- **DOCUMENT SEGMENT**

☆ ☆ ☆ ☆

For each RTP stream that a receiver receives as part of a session, the receiver generates a reception report. The receiver aggregates its reception reports into a single RTCP packet. The packet is then sent into multicast tree that connects together all the participants in the session. The reception report includes several fields, the most important of which are listed below.
The SSRC of the RTP stream for which the reception report is being generated.
The fraction of packets lost within the RTP stream. Each receiver calculates the number of RTP packets lost divided by the number of RTP packets sent as part of the stream. If a sender receives reception reports indicating that the receivers are receiving only a small fraction of the sender's transmitted packets, the sender can switch to a lower encoding rate, thereby decreasing the congestion in the network, which may improve the reception rate.
The last sequence number received in the stream of RTP packets.
The interarrival jitter, which is calculated as the average interarrival time between successive packets in the RTP stream.
For each RTP stream that a sender is transmitting, the sender creates and transmits RTCP sender-report packets. These packets include information about the RTP stream, including:
The SSRC of the RTP stream.
The timestamp and wall-clock time of the most recently generated RTP packet in the stream
The number of packets sent in the stream.
The number of bytes sent in the stream.
The sender reports can be used to synchronize different media streams within a RTP session. For example, consider a videoconferencing application for which each sender generates two independent RTP streams, one for video and one for audio. The timestamps in these RTP packets are tied to the video and audio sampling clocks, and are not tied to the wall-clock time (i.e., to real time). Each RTCP sender-report contains, for the most recently generated packet in the associated RTP stream, the timestamp of the RTP packet and the wall-clock time for when the packet was created. Thus the RTCP sender-report packets associate the sampling clock to the real-time clock. Receivers can use this association in the RTCP sender reports to synchronize the playout of audio and video.
For each RTP stream that a sender is transmitting, the sender also creates and transmits source-description packets. These packets contain information about the source, such as e-mail address of the sender, the sender's name and the application that generates the RTP stream. It also includes the SSRC of the associated RTP stream. These packets provide a mapping between the source identifier (i.e., the SSRC) and the user/host name.
RTCP packets are stackable, i.e., receiver reception reports, sender reports, and source descriptors can be concatenated into a single packet. The resulting packet is then encapsulated into a UDP segment and forwarded into the multicast tree.

☆ ☆ ☆ ☆

- **STORED ROWS**
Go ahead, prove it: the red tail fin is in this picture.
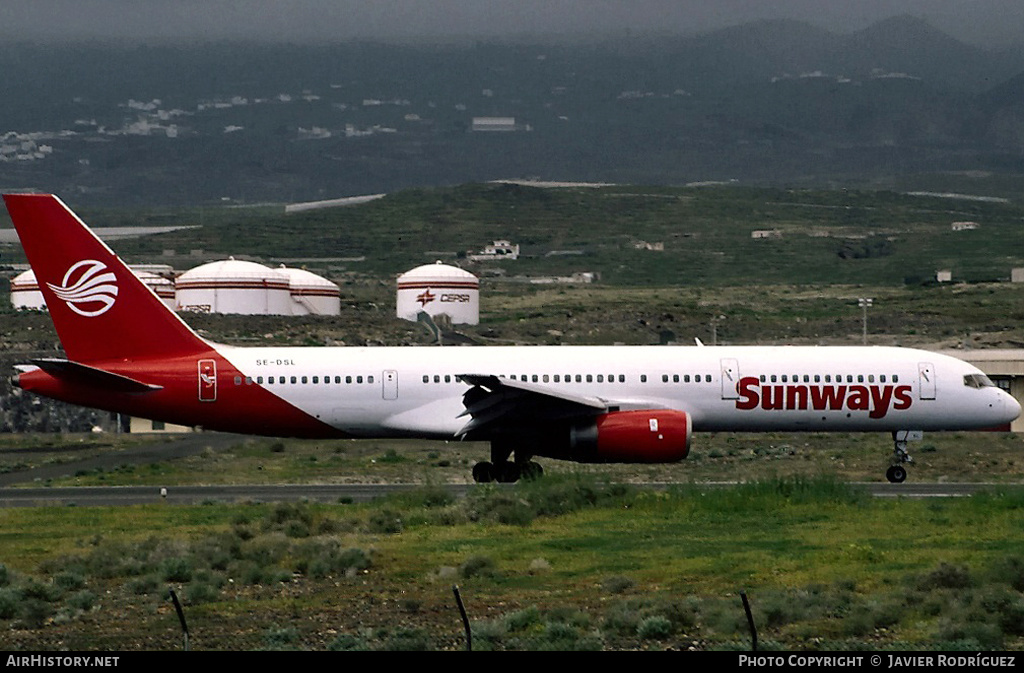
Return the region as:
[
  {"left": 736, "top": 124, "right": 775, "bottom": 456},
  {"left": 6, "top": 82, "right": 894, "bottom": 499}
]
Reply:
[{"left": 4, "top": 194, "right": 209, "bottom": 363}]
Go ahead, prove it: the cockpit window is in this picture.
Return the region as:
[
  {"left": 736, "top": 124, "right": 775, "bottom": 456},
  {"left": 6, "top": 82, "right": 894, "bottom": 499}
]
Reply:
[{"left": 964, "top": 374, "right": 995, "bottom": 388}]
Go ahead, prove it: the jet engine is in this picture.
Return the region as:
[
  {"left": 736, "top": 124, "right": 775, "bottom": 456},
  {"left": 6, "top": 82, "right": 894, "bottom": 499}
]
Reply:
[{"left": 537, "top": 409, "right": 693, "bottom": 463}]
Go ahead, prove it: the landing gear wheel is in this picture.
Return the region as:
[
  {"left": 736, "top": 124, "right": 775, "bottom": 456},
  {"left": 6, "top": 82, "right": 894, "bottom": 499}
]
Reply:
[
  {"left": 473, "top": 460, "right": 495, "bottom": 483},
  {"left": 520, "top": 460, "right": 544, "bottom": 481},
  {"left": 495, "top": 460, "right": 522, "bottom": 483},
  {"left": 886, "top": 465, "right": 906, "bottom": 483}
]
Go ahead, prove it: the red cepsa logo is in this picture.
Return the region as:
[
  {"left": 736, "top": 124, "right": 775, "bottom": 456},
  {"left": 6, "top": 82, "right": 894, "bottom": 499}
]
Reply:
[
  {"left": 736, "top": 376, "right": 913, "bottom": 418},
  {"left": 416, "top": 289, "right": 437, "bottom": 306}
]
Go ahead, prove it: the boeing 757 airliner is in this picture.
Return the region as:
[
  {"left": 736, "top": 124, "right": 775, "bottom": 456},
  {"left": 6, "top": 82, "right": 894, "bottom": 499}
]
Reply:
[{"left": 4, "top": 194, "right": 1021, "bottom": 482}]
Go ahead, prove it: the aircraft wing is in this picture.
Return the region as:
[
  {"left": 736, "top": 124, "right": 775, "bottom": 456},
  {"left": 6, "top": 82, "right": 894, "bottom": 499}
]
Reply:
[{"left": 456, "top": 374, "right": 608, "bottom": 439}]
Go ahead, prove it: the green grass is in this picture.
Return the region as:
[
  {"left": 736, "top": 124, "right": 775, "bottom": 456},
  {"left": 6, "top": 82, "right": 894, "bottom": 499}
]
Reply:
[{"left": 0, "top": 476, "right": 1024, "bottom": 649}]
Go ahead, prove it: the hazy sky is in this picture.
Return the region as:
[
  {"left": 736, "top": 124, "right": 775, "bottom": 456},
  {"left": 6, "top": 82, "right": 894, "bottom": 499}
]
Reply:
[{"left": 0, "top": 0, "right": 1024, "bottom": 46}]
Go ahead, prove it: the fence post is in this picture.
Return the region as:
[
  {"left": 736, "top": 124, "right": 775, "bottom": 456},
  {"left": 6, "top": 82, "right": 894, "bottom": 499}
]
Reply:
[
  {"left": 452, "top": 584, "right": 473, "bottom": 651},
  {"left": 170, "top": 589, "right": 188, "bottom": 651}
]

☆ ☆ ☆ ☆

- **TASK LIST**
1. Translate this sentence from the RTCP passage into Spanish: "The receiver aggregates its reception reports into a single RTCP packet."
2. According to the RTCP passage, what are stacked RTCP packets encapsulated into before being forwarded into the multicast tree?
3. Rewrite the stretch of the RTCP passage from "For each RTP stream that a receiver" through "is being generated.", with "multicast tree" changed to "distribution tree".

- **EXERCISE RESULTS**
1. El receptor agrega sus informes de recepción en un único paquete RTCP.

2. A UDP segment.

3.
For each RTP stream that a receiver receives as part of a session, the receiver generates a reception report. The receiver aggregates its reception reports into a single RTCP packet. The packet is then sent into distribution tree that connects together all the participants in the session. The reception report includes several fields, the most important of which are listed below.
The SSRC of the RTP stream for which the reception report is being generated.